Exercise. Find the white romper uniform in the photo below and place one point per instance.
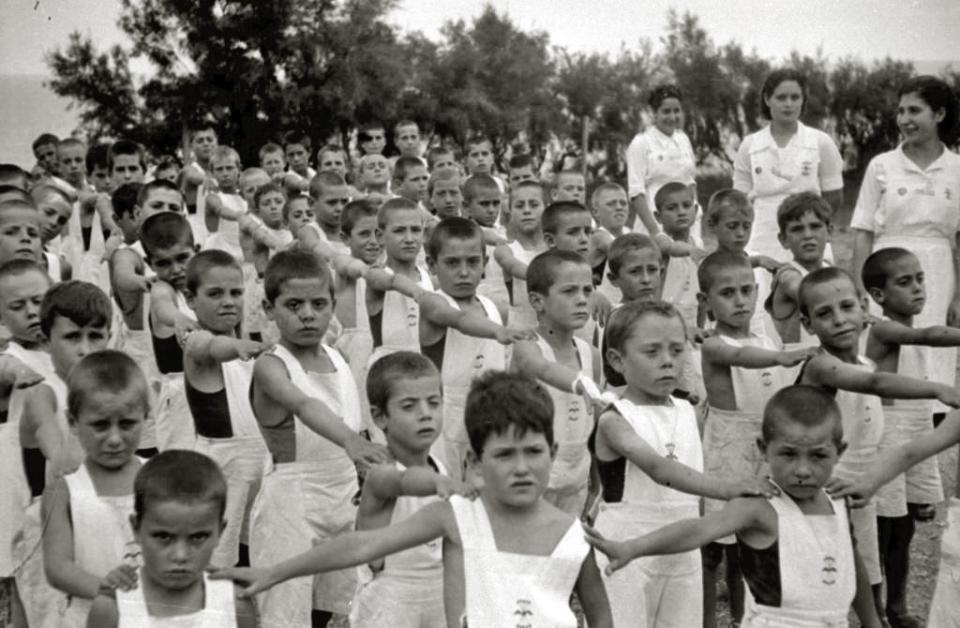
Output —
(219, 609)
(102, 536)
(241, 457)
(174, 424)
(903, 421)
(862, 431)
(810, 162)
(919, 210)
(464, 359)
(945, 606)
(655, 159)
(308, 501)
(44, 605)
(14, 491)
(521, 313)
(730, 436)
(655, 591)
(407, 591)
(572, 426)
(680, 287)
(817, 573)
(507, 589)
(227, 235)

[What is expected]
Return all of the data exactly as written, and drop the pictures.

[Exercise response]
Exercise. Find the white romper uniform in the photo below and place one point per instance.
Output —
(219, 609)
(102, 536)
(241, 457)
(174, 424)
(903, 421)
(862, 431)
(810, 162)
(919, 210)
(464, 359)
(945, 606)
(655, 159)
(308, 501)
(44, 605)
(14, 491)
(521, 313)
(730, 436)
(655, 591)
(407, 591)
(572, 426)
(680, 287)
(817, 573)
(507, 589)
(227, 235)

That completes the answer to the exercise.